#### [Problem set]
1. Answer these questions from the visa cancellation text:
(a) On what date were these proceedings commenced?
(b) Under which section of the Act did the statutory consequence arise for the second to fourth Applicants?
(c) What did the Tribunal conclude about the visa, and what did it do with the decision under review?
2. Copy out everything in the visa cancellation text from "The consequence of" down to "Ground of review.".

** Start of Source **

The Tribunal turned to the circumstances in which the non-compliance occurred. The Tribunal acknowledged that the applicant may not have been aware of the non-compliance at the time it occurred. However, the Tribunal did not consider the applicant’s conduct at the time of the non-compliance to be entirely blameless. The Tribunal referred to the present circumstances of the applicant and that the applicant’s spouse had been living and working in Australia and wanted to continue to do so. The Tribunal turned to the issue as to when the applicant first became aware that incorrect information and the bogus document had been provided. The Tribunal referred to the Applicant’s conduct in relation to another Visa application and an explanation provided by the agent as to the circumstances in which it was withdrawn. The Tribunal identified having some doubts about the Applicant’s claim that he was not informed by the agency of the reasons why his Permanent Residency Visa application had been withdrawn.
The Tribunal referred to it being somewhat difficult to accept that the applicant would not have queried the agency about the nature of the problem that arose which required him to withdraw the application. The Tribunal found it was plausible that the applicant may not have been fully informed of the nature of the unfavourable information. The Tribunal referred to any other instances of noncompliance referring to the circumstances in which the application was withdrawn and the time which elapsed since the noncompliance.
The Tribunal referred to the contributions made by the applicant to the community and acknowledged the consequences of cancellation of the visa. The Tribunal referred to the submissions advanced about pursuing the alleged person that the applicant claimed had advanced incorrect information. The Tribunal had regard to all the circumstances concluded that the visa should be cancelled and affirmed the decision under review.
The consequence of the decision was a statutory consequence under s 140 of the Act in respect of the second to fourth Applicants.
BEFORE THE COURT
These proceedings were commenced on 22 June 2020. On 3 December 2020 a registrar made Orders which relevantly provided:
2. By 4:00pm on 3 December 2020 the applicants shall file and serve any amended application upon which the applicants intend to rely, giving complete particulars of each Ground of review.
THE GROUNDS
An amended application was filed on 3 December 2020, the Grounds of which are as follows:
1. AAT has erred in law in finding that section 98 of the Migration Act 1958 should apply to my client since my client was a victim of a criminal offence committed by the agent against section 6 of the Crimes Act 1914.

** End of Source **
** Start of Data listing **

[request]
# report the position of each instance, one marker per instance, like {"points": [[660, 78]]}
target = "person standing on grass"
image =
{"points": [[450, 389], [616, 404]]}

** End of Data listing **
** Start of Data listing **

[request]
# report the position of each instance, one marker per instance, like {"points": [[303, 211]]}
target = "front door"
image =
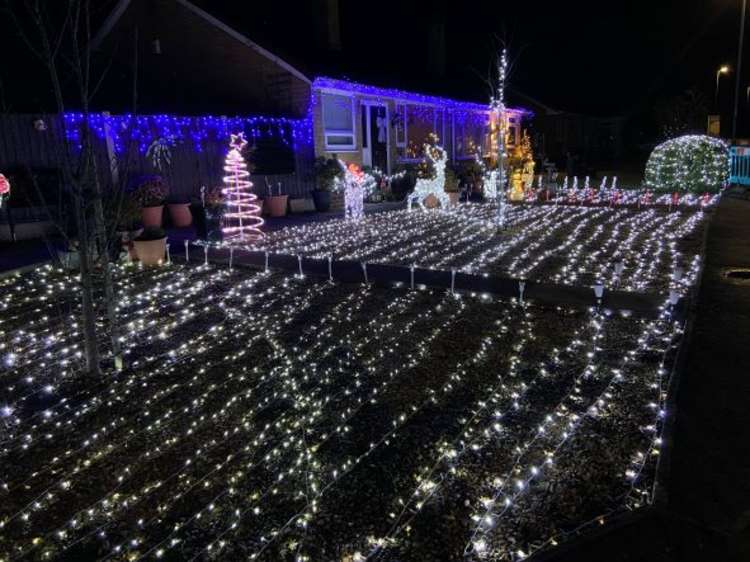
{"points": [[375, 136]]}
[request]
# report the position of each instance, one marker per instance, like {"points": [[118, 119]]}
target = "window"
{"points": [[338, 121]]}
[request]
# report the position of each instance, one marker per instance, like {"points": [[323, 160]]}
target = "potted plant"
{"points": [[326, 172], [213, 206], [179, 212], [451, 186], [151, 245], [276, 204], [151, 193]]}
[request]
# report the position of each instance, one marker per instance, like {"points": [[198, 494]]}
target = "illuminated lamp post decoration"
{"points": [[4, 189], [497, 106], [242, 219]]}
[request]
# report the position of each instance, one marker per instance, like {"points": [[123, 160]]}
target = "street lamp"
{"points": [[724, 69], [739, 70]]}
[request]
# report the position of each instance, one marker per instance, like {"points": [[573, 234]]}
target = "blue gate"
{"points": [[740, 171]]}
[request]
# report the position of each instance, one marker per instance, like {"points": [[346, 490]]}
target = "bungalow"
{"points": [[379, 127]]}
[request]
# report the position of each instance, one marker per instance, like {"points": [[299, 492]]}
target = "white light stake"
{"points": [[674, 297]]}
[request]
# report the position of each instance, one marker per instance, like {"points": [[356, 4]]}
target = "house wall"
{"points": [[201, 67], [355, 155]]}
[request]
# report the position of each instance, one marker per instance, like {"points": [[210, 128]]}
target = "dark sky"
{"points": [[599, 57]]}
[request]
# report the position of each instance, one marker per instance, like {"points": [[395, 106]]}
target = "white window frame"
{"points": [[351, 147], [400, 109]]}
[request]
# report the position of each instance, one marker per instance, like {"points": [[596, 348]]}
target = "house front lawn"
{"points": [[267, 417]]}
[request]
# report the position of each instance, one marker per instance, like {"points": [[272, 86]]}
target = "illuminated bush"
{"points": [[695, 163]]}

** End of Data listing **

#### [Solution set]
1.
(a) 22 June 2020.
(b) Section 140.
(c) It concluded that the visa should be cancelled, and it affirmed the decision under review.

2.
The consequence of the decision was a statutory consequence under s 140 of the Act in respect of the second to fourth Applicants.
BEFORE THE COURT
These proceedings were commenced on 22 June 2020. On 3 December 2020 a registrar made Orders which relevantly provided:
2. By 4:00pm on 3 December 2020 the applicants shall file and serve any amended application upon which the applicants intend to rely, giving complete particulars of each Ground of review.